▶ _The exercise_: Please rescale the entries from the line with "Question. Locate the dark rock" through the end of the entries by repeating every line, not only the answers, with each x and y coordinate in the answers multiplied by 2.2 and rounded to a whole number (halves round up). Leave the pictures out.

--- start Records supplied ---

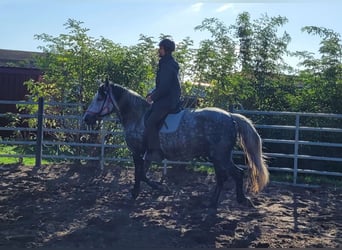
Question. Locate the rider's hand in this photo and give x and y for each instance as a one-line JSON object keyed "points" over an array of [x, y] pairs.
{"points": [[149, 99]]}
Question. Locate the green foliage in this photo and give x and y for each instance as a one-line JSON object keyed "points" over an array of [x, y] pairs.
{"points": [[241, 65]]}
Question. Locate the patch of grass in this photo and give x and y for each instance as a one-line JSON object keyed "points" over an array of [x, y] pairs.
{"points": [[11, 150], [310, 179]]}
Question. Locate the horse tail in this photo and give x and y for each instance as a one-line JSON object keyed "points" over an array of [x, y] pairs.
{"points": [[250, 141]]}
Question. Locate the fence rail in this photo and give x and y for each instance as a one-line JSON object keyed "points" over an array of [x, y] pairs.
{"points": [[104, 150]]}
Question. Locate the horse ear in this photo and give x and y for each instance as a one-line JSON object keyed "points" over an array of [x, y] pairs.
{"points": [[107, 82], [98, 82]]}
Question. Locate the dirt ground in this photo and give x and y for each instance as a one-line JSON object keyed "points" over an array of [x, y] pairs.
{"points": [[80, 206]]}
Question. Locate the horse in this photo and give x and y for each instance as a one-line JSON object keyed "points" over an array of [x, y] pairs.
{"points": [[207, 133]]}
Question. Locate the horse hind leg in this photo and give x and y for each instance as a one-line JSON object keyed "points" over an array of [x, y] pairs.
{"points": [[221, 177], [237, 174]]}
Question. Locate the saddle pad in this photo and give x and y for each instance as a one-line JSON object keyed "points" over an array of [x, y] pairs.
{"points": [[171, 122]]}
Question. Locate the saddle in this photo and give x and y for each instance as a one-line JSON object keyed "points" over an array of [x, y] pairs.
{"points": [[171, 122]]}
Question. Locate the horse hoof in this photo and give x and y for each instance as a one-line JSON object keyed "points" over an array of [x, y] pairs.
{"points": [[246, 201], [134, 194]]}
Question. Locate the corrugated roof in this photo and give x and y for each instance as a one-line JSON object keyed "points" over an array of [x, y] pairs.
{"points": [[17, 58]]}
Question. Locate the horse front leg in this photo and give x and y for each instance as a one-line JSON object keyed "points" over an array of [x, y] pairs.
{"points": [[138, 175]]}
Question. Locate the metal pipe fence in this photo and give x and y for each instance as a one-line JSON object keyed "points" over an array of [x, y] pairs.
{"points": [[292, 141]]}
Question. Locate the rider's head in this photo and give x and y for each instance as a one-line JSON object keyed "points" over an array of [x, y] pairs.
{"points": [[167, 45]]}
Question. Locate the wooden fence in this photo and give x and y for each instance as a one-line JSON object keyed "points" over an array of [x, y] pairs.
{"points": [[294, 142]]}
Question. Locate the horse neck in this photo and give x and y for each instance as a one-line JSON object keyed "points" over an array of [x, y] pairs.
{"points": [[132, 108]]}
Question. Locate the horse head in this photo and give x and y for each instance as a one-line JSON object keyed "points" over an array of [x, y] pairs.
{"points": [[103, 104]]}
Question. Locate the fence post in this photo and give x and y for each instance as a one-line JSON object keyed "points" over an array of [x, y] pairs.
{"points": [[295, 159], [39, 144]]}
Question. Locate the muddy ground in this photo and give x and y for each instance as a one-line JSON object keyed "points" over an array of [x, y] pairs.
{"points": [[80, 206]]}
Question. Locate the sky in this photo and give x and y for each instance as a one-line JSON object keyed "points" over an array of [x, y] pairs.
{"points": [[122, 21]]}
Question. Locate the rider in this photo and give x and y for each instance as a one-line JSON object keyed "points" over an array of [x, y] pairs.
{"points": [[165, 98]]}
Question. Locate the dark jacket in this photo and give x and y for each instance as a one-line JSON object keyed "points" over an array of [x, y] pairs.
{"points": [[167, 93]]}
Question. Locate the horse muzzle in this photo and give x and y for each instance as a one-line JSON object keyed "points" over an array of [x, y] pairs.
{"points": [[89, 119]]}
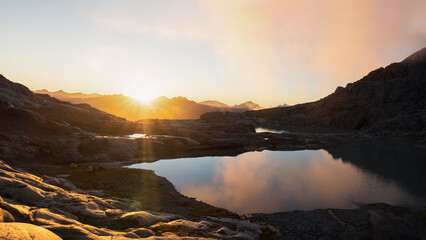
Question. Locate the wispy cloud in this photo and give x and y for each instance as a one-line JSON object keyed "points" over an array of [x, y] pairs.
{"points": [[289, 46]]}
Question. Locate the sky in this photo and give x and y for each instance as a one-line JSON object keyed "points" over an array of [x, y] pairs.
{"points": [[268, 51]]}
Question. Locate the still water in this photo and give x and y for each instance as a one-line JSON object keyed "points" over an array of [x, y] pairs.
{"points": [[273, 181]]}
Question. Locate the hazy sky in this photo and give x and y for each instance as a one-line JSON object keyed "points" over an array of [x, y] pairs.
{"points": [[268, 51]]}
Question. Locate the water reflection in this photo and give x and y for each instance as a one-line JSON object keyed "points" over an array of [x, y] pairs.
{"points": [[280, 181], [136, 135], [259, 130]]}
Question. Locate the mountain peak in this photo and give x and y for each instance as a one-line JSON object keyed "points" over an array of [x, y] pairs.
{"points": [[417, 56]]}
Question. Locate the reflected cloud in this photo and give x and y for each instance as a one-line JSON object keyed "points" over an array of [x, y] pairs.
{"points": [[255, 183], [273, 181]]}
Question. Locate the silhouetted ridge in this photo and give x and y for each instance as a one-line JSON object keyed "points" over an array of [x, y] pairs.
{"points": [[389, 99], [419, 56], [23, 111]]}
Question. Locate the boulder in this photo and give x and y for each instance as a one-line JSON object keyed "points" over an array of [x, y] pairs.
{"points": [[144, 218]]}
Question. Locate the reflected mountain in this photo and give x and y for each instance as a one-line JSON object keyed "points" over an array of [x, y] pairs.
{"points": [[275, 181]]}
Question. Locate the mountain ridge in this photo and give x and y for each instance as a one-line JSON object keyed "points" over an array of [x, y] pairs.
{"points": [[161, 107]]}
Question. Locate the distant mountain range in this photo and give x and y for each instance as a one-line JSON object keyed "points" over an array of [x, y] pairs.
{"points": [[161, 107]]}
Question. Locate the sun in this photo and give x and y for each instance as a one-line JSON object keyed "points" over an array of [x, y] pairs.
{"points": [[143, 93]]}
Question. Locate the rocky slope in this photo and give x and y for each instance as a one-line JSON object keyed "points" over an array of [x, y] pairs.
{"points": [[389, 101], [161, 107], [38, 113], [77, 214]]}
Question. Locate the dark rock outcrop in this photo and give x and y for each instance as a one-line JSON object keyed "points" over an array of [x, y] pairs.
{"points": [[372, 221], [389, 101]]}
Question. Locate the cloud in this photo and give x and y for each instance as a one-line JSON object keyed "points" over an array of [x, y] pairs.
{"points": [[295, 50]]}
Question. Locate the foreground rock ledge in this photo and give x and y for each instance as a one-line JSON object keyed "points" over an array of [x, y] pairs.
{"points": [[46, 211]]}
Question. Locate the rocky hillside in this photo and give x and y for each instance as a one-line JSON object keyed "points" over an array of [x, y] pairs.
{"points": [[48, 207], [159, 108], [388, 101], [22, 111]]}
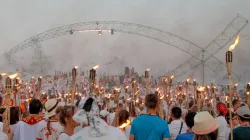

--- end Records supplied ---

▶ _The reply_:
Question. Locate the dark rock outcrop in this photo and give x and y for each instance as a one-line JSON object keyed "points" over an array of [x, y] pairs.
{"points": [[818, 486], [856, 222]]}
Question. Locate the cloud in this photo and give x and y for each instance as a one-line JSON object keyed "points" over an array of [x, y] pairs.
{"points": [[649, 110]]}
Question. Locate the foreground rock ledge in this photo and give x and y for each instance as a one-line JSON object keyed "points" over an array of [x, y] pairs.
{"points": [[101, 464]]}
Question. Locate the rocky hillside in this photo and give x and y for each instance as a one-line JSON object keyed "points" over an array of [x, y] pairs.
{"points": [[106, 455], [350, 238], [854, 222], [48, 244]]}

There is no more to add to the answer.